--- Text ---
I am able to turn off authentication and send an email to one of my
other email accounts on the same server, but I am still not able to
send email to other servers. The reported error is "550 without
authentication". My hosting provider is not being much help. They
just see it as a problem of using a crappy email program.
When sending e-mails between accounts at the same e-mail provider, it is
unlikely that SMTP is employed in the message transfer. Instead
internal routing is used to link the message to other internal accounts.
When you look at the Received headers for an internally routed message,
you'll see it never left their domain and didn't pass out through an
SMTP server. It's all internal routing. Depends on how they set up
their boundary SMTP server (the one that sends outside their domain).
I wish I understood the use of Stunnel better. I'm not sure if it will help
with this problem or if I can even run it under Windows.
Been a long time but I used sTunnel on Windows XP and it worked as long
as you get both the client and sTunnel proxy configured correctly.
Client has to connect to sTunnel, not to the e-mail server, and the
client must not use encryption when connecting to the sTunnel proxy. In
the sTunnel config, you define which inbound connections go to which
outbound connections, sort of like a mapping of in to out. Its config
file has "name=value" pairs that map which input connect goes to what
output connect.
Make sure your client doesn't encrypt its traffic for its connection to
sTunnel (configured in the account you define within your client).
sTunnel does the encryption to the server. Some examples are at:
https://www.stunnel.org/examples.html
My recollection was when having multiple e-mail clients use sTunnel that
you had them connect to different listening ports for sTunnel. Or maybe
that was just me to keep them separate. From what I see at the
examples, you really only need to define to where sTunnel will connect
(the e-mail servers). No login credentials are including in the config
because those get stripped (parsed out) from the non-encrypted connect
by your client to sTunnel.
If you have anti-virus software configured to intercept your e-mail
traffic, some use transparent proxies but some use opaque proxies. With
opaque proxies (like with sTunnel), the client's config for an account
defined within it points at the AV's proxy, not to the e-mail server.
---
## Exercise directions
Continue the forum discussion of sending email through sTunnel from the point where it stops.
--- Records provided ---
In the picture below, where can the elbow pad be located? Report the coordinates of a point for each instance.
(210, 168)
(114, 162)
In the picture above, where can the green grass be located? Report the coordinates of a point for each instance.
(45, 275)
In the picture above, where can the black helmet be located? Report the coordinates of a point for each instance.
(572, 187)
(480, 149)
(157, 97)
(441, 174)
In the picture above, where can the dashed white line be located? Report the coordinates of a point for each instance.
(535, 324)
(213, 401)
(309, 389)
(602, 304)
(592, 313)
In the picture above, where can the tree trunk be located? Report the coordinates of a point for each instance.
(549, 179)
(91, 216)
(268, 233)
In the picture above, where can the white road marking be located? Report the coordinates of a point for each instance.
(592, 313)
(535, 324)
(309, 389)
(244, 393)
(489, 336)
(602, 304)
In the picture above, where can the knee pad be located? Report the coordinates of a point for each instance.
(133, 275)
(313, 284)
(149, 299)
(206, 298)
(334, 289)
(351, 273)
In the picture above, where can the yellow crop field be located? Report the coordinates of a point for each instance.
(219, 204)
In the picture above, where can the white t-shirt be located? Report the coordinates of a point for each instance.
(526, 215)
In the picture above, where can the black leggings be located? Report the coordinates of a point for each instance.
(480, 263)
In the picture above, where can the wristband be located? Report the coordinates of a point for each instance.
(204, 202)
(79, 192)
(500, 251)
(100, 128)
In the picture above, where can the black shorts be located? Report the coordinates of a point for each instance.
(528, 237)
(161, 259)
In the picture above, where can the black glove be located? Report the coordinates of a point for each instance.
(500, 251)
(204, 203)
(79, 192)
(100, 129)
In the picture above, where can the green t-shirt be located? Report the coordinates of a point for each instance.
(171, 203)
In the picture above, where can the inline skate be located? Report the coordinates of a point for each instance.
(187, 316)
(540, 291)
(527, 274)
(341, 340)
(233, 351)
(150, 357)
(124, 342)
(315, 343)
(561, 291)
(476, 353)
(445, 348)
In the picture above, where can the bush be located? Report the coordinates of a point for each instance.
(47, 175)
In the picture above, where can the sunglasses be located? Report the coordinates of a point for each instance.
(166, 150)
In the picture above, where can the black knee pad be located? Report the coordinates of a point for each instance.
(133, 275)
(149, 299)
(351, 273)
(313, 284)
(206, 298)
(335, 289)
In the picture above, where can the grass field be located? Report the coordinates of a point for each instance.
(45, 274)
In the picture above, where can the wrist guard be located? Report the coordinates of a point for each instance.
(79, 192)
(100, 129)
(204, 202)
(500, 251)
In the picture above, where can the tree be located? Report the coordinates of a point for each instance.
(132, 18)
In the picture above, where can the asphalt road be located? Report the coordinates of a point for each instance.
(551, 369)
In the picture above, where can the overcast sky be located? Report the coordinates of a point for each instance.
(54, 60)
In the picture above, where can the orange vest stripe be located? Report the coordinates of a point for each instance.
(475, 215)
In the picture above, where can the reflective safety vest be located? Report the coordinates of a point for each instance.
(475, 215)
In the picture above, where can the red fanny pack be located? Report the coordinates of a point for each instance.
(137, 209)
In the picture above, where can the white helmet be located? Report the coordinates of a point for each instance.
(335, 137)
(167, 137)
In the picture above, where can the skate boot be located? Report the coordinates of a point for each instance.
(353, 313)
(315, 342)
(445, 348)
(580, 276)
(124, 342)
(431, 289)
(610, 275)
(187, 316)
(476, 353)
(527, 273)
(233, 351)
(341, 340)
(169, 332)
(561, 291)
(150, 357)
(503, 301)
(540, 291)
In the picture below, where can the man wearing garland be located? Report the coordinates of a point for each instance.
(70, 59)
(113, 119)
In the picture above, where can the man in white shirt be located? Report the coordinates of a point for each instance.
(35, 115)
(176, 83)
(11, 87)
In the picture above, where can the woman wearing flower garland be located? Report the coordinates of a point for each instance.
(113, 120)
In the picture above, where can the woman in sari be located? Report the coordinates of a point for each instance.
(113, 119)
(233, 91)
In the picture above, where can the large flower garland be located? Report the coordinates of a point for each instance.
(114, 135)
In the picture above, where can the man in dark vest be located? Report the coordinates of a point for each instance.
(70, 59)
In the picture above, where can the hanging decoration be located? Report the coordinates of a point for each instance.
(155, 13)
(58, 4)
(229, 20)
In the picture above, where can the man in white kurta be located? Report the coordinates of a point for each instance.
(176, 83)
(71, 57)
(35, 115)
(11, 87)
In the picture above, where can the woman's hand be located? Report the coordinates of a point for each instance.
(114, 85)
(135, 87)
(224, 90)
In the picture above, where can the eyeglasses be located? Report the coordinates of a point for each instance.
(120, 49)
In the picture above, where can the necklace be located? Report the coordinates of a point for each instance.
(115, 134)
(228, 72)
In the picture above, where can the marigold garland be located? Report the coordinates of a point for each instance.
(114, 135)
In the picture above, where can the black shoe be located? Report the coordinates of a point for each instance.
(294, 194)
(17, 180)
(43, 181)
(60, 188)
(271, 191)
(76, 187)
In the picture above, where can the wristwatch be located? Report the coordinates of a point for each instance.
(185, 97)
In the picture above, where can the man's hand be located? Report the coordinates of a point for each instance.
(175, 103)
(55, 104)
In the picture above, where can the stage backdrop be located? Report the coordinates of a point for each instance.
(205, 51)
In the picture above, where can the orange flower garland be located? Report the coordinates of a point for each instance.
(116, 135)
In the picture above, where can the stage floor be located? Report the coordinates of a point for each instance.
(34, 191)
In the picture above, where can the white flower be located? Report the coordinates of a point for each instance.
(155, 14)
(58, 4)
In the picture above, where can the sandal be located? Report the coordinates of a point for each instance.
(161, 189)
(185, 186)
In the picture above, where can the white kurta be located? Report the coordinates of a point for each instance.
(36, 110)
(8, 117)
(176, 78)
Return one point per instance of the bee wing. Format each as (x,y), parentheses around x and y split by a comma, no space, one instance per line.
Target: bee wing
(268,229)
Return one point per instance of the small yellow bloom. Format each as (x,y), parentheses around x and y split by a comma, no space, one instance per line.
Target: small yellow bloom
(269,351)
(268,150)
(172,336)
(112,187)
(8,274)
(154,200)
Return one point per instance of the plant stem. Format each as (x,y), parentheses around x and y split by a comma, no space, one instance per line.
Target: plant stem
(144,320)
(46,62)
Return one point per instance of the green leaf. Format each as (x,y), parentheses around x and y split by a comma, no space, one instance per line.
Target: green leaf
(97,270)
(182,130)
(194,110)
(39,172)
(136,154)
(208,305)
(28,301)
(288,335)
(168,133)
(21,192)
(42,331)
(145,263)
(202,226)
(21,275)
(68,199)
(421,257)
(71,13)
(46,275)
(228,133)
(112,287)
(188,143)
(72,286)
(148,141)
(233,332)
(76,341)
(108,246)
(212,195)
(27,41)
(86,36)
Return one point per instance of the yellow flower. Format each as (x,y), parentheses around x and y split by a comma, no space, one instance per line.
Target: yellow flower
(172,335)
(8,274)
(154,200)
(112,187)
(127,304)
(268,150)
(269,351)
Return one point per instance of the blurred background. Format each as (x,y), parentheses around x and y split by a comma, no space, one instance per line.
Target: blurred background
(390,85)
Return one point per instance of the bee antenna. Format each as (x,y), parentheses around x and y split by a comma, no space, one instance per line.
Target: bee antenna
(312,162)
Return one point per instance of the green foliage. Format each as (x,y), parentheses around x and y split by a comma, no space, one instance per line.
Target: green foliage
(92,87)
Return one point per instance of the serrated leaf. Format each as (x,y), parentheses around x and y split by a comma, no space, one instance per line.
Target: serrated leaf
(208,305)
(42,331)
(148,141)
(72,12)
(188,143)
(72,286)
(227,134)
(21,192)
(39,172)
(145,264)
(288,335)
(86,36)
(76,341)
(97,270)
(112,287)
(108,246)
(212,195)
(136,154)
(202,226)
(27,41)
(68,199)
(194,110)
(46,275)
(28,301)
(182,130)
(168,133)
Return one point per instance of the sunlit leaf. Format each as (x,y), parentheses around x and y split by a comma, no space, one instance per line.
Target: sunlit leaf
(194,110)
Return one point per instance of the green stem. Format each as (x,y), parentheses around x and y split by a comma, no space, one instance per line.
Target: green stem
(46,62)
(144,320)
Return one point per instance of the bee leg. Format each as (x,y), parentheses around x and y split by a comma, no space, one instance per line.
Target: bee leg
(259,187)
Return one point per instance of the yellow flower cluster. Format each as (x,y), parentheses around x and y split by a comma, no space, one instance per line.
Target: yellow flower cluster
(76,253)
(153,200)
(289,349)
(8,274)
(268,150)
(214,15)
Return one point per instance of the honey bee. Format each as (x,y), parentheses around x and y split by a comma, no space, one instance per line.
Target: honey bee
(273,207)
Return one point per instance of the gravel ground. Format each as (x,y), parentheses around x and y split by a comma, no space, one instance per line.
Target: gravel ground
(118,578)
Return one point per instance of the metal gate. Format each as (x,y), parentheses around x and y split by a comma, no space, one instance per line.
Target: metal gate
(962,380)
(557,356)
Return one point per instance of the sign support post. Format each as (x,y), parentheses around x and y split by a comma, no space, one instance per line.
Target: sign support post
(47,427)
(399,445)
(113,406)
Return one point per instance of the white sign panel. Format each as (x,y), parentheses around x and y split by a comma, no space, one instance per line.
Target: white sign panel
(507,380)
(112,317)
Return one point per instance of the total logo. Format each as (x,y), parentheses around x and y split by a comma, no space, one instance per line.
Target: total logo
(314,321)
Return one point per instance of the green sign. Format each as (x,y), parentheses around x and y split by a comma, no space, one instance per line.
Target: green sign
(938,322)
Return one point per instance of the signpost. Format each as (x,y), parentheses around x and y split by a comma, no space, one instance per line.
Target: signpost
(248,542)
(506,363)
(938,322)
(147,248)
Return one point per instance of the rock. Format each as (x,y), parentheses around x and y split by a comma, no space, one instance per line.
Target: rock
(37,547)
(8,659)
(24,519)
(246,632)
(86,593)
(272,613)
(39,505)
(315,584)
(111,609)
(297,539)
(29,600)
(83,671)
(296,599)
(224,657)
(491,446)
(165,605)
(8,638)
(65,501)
---
## Output for this exercise
If you have one of those AV programs, either you disable its opaque
proxy or simply reconfigure the client to point at sTunnel's opaque
proxy; else, you have to figure out how to chain multiple opaque proxies
together (client configured to connect to sTunnel proxy configured to
connect to AV proxy, or maybe client to AV to sTunnel).
Would it make any sense to run an email server on my laptop? That seems
like it would need to be the email endpoint, no? That would mean I'd have
to host the domain name on my laptop, right?
If you have a personal account with your ISP, check their terms of
service. They may not allow Internet-facing servers by their customers.
I know some users that ran afoul of such restrictions when running file
or gaming servers on their PCs at home on a personal-use service tier.
You can run afoul of anti-spam blacklists. You won't be running your
own nameserver so your SMTP server won't have an MX record showing it is
authorized to send from your domain. If you don't register a domain
then your SMTP server will only have an IP address which means no
reverse DNS lookup. Some anti-spam filters don't like non-unique MX
servers, especially when no MX server is listed at a nameserver at the
domain. You will appear a rogue e-mail source. Nowadays many e-mail
providers use DKIM (domain keys), SPF (sender policy framework), or
DMARC to prove who sent a message an you won't have any of that (see
https://wiki.zimbra.com/wiki/Best_Practices_on_Email_Protection:_SPF,_DKIM_and_DMARC).
You will be an unknown source and unacceptable to other SMTP servers.
Why would you add the complexity of a local SMTP server (you'll have to
find one first) when the easiest solution is to change to a different
e-mail client? There are plenty of free ones. Or perhaps you are a fan
of the Red Green Show? Granted using sTunnel smacks of a Rube Goldberg
setup but switching to another e-mail client is a lot easier.